* **OBJECTIVE**: Extract every item below, reproducing each of its lines character for character.

* **INPUT DATA**:
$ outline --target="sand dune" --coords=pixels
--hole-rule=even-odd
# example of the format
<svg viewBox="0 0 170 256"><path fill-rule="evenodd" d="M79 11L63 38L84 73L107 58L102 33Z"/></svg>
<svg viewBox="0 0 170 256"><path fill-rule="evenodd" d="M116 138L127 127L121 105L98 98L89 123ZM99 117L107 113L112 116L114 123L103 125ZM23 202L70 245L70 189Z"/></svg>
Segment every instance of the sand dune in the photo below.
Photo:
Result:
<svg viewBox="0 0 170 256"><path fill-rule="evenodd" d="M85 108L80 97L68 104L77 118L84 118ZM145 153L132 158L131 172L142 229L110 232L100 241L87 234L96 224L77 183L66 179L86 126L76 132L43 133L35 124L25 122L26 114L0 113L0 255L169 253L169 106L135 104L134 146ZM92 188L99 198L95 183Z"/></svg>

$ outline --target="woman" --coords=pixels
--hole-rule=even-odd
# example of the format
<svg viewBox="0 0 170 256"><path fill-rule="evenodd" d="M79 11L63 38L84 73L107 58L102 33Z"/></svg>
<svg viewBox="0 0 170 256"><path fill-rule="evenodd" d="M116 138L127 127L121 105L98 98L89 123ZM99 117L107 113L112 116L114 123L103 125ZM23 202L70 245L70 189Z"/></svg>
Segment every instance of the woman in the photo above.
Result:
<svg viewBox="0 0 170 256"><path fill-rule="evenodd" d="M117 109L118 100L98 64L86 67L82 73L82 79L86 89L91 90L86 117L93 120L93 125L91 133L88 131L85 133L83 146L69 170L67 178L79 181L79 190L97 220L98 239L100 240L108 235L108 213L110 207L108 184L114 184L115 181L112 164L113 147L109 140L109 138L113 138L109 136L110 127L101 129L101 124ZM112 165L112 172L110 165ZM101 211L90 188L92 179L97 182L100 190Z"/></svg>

* **TASK RESULT**:
$ outline --target="sand dune" --coords=pixels
--hole-rule=even-odd
# example of the format
<svg viewBox="0 0 170 256"><path fill-rule="evenodd" d="M79 11L63 38L84 73L107 58L102 33Z"/></svg>
<svg viewBox="0 0 170 256"><path fill-rule="evenodd" d="M116 138L127 127L121 105L98 98L89 123ZM99 117L107 113L112 116L114 123L103 125ZM23 202L70 245L70 189Z"/></svg>
Segment every instance of the sand dune in the photo below.
Photo:
Result:
<svg viewBox="0 0 170 256"><path fill-rule="evenodd" d="M85 108L80 97L68 104L77 118L84 118ZM145 153L132 158L131 172L142 229L110 232L100 241L87 234L96 224L77 183L66 179L86 126L76 132L43 133L35 124L25 122L26 114L0 113L0 255L169 253L169 106L135 104L134 146ZM92 188L99 198L95 183Z"/></svg>

$ outline --target="woman" --coords=pixels
--hole-rule=even-odd
# example of the format
<svg viewBox="0 0 170 256"><path fill-rule="evenodd" d="M79 11L63 38L84 73L107 58L102 33Z"/></svg>
<svg viewBox="0 0 170 256"><path fill-rule="evenodd" d="M116 138L127 127L121 105L98 98L89 123ZM99 117L107 113L112 116L114 123L103 125ZM23 202L70 245L70 189Z"/></svg>
Segment every instance of the woman in the photo above.
Result:
<svg viewBox="0 0 170 256"><path fill-rule="evenodd" d="M117 109L118 100L98 64L86 67L82 73L82 79L86 89L91 90L86 117L93 120L93 125L91 133L88 131L85 133L83 146L69 170L67 178L79 181L79 190L97 220L98 239L100 240L108 235L108 213L110 207L108 184L114 184L115 181L112 164L113 147L109 140L109 138L113 138L109 136L110 127L101 129L101 124ZM112 165L112 172L110 165ZM101 211L90 188L92 179L97 182L100 190Z"/></svg>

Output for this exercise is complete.